### ФОРМУЛИРОВКА ЗАДАНИЯ A
Перепишите фрагмент рецензии на книгу об армянской литературе между «В самом деле, с» и «становлению реалистической литературы.» включительно, заменив «Грабар» на «Древнеармянский».
### ФОРМУЛИРОВКА ЗАДАНИЯ B
Продолжите, пожалуйста, рецензию на книгу об армянской литературе, начав сразу после ее последнего предложения.

### ЦИТИРУЕМЫЙ ОТРЫВОК
>>>>

№2, 1963/Обзоры и рецензии

Проникновенно, самобытно

Мариэтта Шагинян, Об армянской литературе и искусстве, Изд. АН Армянской ССР, Ереван, 1961, 228 стр.

Как публицист и писатель М. Шагинян обладает чисто художническим ощущением конкретного материала, лежащего «вокруг» исследуемого вопроса. Это помогает ей воссоздать во всей жизненной и психологической достоверности человеческий облик деятелей культуры и на этой основе выявить главную идею их творчества и назначение в искусстве. Это и делает столь органичным в ее литературоведческой практике сочетание глубины научного анализа с живостью и занимательностью изложения.

«Распечатав» образ эпохи, М. Шагинян тем самым не только раскрыла смысл культурного подвига Абовяна, но и его необходимость и последовательность, логическую взаимозависимость всех устремлений и начинаний писателя.

В самом деле, с точки зрения просветителя, стремящегося «образовать» свой народ, основной задачей было создание литературного языка, понятного народу. Грабар – язык античной Армении – не мог быть в этом смысле средством общения, средством образования – он был уже мертв, и никакие усилия клерикалов не воскресили бы его. А живые народные речения еще не были приведены в единую систему самим искусством.

Взявшись, казалось бы, с «прикладной» стороны просвещения за свой великий труд, Абовян в буквальном смысле выпустил могучего «джина из бутылки», заново воссоздав все здание национальной культуры, дав толчок становлению реалистической литературы.

<<<<

Записи разметки областей:

>>>>

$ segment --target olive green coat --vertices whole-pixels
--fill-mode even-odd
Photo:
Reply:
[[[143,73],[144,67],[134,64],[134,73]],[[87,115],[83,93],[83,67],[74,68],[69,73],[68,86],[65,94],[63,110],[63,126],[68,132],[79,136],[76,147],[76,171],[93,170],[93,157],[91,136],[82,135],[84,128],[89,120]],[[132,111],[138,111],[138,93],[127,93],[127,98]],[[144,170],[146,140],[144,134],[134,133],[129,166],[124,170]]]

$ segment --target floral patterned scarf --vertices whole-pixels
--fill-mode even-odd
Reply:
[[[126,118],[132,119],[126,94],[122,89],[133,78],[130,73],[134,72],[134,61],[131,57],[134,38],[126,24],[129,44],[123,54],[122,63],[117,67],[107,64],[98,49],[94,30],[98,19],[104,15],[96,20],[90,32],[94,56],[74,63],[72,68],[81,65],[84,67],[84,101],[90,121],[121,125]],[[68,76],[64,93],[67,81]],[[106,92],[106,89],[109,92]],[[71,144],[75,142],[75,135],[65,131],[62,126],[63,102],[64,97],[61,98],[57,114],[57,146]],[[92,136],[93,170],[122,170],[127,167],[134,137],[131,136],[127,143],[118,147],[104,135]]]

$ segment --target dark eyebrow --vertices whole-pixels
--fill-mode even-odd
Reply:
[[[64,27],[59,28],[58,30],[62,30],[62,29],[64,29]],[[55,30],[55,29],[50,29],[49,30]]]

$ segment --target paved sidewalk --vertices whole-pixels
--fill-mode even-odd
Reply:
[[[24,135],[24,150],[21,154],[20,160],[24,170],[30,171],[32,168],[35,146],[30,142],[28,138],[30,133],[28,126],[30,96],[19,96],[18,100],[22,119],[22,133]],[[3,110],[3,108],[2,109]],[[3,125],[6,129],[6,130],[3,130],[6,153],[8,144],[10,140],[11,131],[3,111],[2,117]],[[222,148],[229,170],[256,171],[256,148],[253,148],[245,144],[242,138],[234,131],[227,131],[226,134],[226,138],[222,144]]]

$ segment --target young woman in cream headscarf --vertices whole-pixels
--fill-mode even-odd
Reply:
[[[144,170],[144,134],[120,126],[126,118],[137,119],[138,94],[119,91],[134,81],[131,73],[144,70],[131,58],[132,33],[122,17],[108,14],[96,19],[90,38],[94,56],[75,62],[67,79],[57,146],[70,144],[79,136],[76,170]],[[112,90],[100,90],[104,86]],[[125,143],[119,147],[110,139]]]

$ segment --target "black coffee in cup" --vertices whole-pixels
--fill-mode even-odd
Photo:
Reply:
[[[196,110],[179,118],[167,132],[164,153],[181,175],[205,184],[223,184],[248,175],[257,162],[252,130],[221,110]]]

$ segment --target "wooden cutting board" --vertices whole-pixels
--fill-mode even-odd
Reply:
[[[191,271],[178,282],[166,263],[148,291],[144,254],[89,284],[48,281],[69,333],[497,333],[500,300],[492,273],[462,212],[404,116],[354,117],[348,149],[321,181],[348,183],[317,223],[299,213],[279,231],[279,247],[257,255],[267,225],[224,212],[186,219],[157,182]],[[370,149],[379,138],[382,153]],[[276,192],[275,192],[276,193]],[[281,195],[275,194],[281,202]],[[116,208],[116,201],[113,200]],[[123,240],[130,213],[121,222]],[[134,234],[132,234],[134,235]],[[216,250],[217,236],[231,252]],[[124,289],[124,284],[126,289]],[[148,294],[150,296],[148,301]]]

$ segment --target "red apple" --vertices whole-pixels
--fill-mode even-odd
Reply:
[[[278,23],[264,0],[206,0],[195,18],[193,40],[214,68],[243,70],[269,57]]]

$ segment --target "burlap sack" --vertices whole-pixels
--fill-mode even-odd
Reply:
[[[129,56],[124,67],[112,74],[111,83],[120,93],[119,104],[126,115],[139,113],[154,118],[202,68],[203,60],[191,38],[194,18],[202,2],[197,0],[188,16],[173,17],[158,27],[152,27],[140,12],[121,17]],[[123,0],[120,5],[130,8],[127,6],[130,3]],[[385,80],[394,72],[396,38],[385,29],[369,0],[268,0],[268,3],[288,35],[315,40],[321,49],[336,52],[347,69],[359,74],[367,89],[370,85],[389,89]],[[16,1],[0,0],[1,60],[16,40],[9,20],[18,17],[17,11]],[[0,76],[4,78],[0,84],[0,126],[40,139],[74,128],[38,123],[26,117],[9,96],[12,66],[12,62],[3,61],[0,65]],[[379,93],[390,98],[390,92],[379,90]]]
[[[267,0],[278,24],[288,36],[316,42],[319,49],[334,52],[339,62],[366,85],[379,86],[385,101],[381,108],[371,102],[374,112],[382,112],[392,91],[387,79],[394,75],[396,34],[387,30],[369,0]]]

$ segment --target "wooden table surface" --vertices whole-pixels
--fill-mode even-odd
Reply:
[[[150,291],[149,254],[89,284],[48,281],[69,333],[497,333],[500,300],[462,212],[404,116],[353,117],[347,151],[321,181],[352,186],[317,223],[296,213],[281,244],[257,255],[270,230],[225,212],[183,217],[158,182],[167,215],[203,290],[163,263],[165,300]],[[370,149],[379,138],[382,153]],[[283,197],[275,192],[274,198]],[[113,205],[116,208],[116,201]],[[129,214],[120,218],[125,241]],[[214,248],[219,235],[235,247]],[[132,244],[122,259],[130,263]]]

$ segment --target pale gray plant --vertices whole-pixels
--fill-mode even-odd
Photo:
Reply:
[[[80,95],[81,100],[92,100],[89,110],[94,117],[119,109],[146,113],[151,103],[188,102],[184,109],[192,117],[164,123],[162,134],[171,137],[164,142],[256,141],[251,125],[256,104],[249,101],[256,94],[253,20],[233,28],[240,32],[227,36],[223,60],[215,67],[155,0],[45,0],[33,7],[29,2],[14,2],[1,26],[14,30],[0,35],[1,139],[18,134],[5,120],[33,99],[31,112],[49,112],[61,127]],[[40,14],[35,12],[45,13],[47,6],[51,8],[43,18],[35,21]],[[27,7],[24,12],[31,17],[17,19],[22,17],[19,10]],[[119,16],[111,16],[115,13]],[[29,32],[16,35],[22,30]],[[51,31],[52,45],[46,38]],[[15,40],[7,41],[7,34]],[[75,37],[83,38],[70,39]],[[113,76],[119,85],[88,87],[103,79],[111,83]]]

<<<<

### ПИСЬМЕННЫЙ ОТВЕТ A
В самом деле, с точки зрения просветителя, стремящегося «образовать» свой народ, основной задачей было создание литературного языка, понятного народу. Древнеармянский – язык античной Армении – не мог быть в этом смысле средством общения, средством образования – он был уже мертв, и никакие усилия клерикалов не воскресили бы его. А живые народные речения еще не были приведены в единую систему самим искусством.

Взявшись, казалось бы, с «прикладной» стороны просвещения за свой великий труд, Абовян в буквальном смысле выпустил могучего «джина из бутылки», заново воссоздав все здание национальной культуры, дав толчок становлению реалистической литературы.

### ПИСЬМЕННЫЙ ОТВЕТ B
М. Шагинян развивает здесь ту мысль, что задачи просвещения и создания нового языка могли быть решены только средствами высокого искусства. Воплотив, как некогда Данте в «Божественной комедии», в эстетическую реальность разговорную народную речь в бессмертном для армян творении «Раны Армении», Абовян тем самым претворил в реальность само просвещение, более того – некогда «вульгарный» язык сделал феноменом искусства: «…и стена, отделявшая народ от его культуры, упала, – язык проложил дорогу новой, понятной простому народу литературе, а вместе с нею – и народному образованию». Роман-эпос о жизни народа и как бы заново открытый язык определили новую проблематику и новый метод армянской литературы. Реализм и народность становятся с этих пор ее основой.

Мысли М. Шагинян о взаимозависимости просвещения, языка и литературы, их роли в формировании зарождающейся национальной культуры имеют актуальное значение.

Известно, что буржуазная идеология стремится навязать молодым культурам освободившихся от колониального гнета стран ориентацию прежде всего на современный модернизм, и далеко не в лучших его образцах, именно его пытаясь привить эстетическому мышлению этих народов. Подобного рода теории стремятся подменить демократическую национальную культуру, основанную на реализме и народности и дающую развитие просвещению и социальному самосознанию, космополитическим искусством модернизма. Антидемократизм этих теорий очевиден, хотя он внешне и обращен против национальной замкнутости. Но крайности сходятся. Этот «ультрасовременный» идеологический демарш весьма напоминает борьбу армянских клерикалов и националистов – защитников мертвого грабара – против реалистической литературы.

В этом смысле особенностью статей М. Шагинян является не только их глубокая научность, энциклопедическая широта, не только четкость мысли, но и тесная связь с актуальными задачами современности, внутренняя полемичность.

Эти качества анализа особенно полно проявили себя в статьях о М. Налбандяне и А. Ширванзаде.

В статье о М. Налбандяне привлекает широкая картина духовных и научных интересов российских шестидесятников, помогающая раскрыть основы их материалистического мировоззрения, которое в свою очередь служило базой реалистической эстетики.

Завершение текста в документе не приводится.